Письменный запрос 1
Где, согласно отрывку, Наполеон собственными руками сжег одежды, которые могли стать трофеями неприятеля?

● ● ●

Он должен был поддерживать наше отступление до Вязьмы. Следуя своей привычке, он присутствовал при всех выступлениях, пропускал всех вперед себя, отсылал каждого к своим рядам и всегда боролся со всяким неустройством. Он заставлял своих солдат отнимать добычу у тех из их товарищей, которые покидали оружие; это было единственное средство удержать одних и наказать других. Тем не менее его обвиняли в действиях, неуместных среди всеобщей неурядицы.
Наполеон тщетно пытался побороть свое отчаяние. Когда он бывал один, слышно было, как он стонет из-за страданий своих солдат; но при посторонних он хотел казаться непреклонным. Поэтому он велел объявить, что каждый должен вернуться в свою часть; в противном случае он велит разжаловать офицеров и лишать жизни самих солдат.
Эта угроза не произвела ни хорошего ни дурного впечатления на людей, ставших бесчувственными или окончательно павших духом, бежавших не от опасности, а от страдания. Они меньше боялись смерти, которой им угрожали, чем той жизни, какую им предлагали.
Но у Наполеона чувство уверенности увеличивалось вместе с опасностью. В его глазах и посреди русских пустынь, грязи, голода и холода эта горсточка людей всё еще была Великой армией, а он – завоевателем Европы! В его кажущейся твердости не было никакой иллюзии; в этом можно было убедиться, видя, как он собственными руками сжег в Орше все те одежды, которые могли служить трофеями неприятелю в случае его гибели.

● ● ●

Письменный запрос 2
Перепишите записи в виде JSON-списка строк, от их начала до строки с «column 224, row 182» включительно, по одной строке записей на каждую строку списка, без пустых строк.

● ● ●

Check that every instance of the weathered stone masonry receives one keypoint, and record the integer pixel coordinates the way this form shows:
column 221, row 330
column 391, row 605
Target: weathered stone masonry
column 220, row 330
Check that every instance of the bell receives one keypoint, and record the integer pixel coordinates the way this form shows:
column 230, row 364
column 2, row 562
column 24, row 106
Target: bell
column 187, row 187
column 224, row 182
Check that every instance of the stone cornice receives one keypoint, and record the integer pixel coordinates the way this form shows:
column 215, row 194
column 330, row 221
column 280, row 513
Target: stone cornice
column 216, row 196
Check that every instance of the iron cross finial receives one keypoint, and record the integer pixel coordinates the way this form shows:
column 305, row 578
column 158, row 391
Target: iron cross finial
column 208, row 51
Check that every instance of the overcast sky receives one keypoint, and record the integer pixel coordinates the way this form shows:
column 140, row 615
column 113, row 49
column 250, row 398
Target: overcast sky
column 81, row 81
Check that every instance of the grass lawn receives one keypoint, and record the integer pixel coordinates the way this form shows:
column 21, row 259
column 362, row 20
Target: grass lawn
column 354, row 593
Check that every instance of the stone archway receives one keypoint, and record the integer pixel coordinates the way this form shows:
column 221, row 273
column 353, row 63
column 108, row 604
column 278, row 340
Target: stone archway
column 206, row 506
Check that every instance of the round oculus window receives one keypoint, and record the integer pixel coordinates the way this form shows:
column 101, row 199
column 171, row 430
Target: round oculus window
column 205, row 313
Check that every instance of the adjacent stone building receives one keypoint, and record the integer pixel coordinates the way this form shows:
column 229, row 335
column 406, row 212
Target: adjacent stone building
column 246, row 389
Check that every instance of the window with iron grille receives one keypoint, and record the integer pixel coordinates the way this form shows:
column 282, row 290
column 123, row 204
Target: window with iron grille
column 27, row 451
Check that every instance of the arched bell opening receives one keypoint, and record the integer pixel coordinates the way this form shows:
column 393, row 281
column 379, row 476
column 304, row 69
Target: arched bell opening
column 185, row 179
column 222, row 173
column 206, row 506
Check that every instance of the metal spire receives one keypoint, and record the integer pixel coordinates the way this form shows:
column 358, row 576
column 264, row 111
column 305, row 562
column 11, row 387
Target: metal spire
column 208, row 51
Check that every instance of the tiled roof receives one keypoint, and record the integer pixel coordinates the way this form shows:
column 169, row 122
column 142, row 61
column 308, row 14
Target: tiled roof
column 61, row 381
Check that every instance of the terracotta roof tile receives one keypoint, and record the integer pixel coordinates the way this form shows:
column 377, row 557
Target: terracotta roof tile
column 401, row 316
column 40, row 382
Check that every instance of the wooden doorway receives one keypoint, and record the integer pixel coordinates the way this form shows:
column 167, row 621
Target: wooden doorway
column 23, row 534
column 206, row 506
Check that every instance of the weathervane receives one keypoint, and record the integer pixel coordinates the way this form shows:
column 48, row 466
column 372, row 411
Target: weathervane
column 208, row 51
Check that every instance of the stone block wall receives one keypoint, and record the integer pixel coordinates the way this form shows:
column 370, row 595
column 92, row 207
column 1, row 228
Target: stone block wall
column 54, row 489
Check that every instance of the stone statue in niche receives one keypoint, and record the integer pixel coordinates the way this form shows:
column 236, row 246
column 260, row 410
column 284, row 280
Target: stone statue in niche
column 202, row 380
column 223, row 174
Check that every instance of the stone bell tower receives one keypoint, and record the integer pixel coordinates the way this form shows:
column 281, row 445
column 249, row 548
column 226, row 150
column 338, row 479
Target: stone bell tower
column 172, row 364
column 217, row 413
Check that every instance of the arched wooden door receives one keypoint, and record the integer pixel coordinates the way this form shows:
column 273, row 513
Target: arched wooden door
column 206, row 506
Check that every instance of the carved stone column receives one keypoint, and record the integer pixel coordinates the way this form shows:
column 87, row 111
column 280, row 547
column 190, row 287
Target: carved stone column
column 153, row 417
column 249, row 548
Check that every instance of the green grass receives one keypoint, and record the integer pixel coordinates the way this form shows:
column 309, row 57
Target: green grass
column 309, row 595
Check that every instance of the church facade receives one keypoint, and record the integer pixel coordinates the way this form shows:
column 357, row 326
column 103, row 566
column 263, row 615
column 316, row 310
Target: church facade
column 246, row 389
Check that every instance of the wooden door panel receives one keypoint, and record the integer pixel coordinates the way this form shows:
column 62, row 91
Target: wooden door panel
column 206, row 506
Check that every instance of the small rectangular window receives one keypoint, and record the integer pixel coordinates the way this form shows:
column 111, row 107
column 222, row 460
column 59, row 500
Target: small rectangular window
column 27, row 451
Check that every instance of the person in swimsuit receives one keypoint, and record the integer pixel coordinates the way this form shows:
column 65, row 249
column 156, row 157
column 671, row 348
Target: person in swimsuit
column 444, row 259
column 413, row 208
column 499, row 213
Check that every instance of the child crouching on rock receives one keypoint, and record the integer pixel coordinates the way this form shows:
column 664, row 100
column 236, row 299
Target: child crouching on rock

● ● ●

Результат 1
В Орше.

Результат 2
[
  "Check that every instance of the weathered stone masonry receives one keypoint, and record the integer pixel coordinates the way this form shows:",
  "column 221, row 330",
  "column 391, row 605",
  "Target: weathered stone masonry",
  "column 220, row 330",
  "Check that every instance of the bell receives one keypoint, and record the integer pixel coordinates the way this form shows:",
  "column 230, row 364",
  "column 2, row 562",
  "column 24, row 106",
  "Target: bell",
  "column 187, row 187",
  "column 224, row 182"
]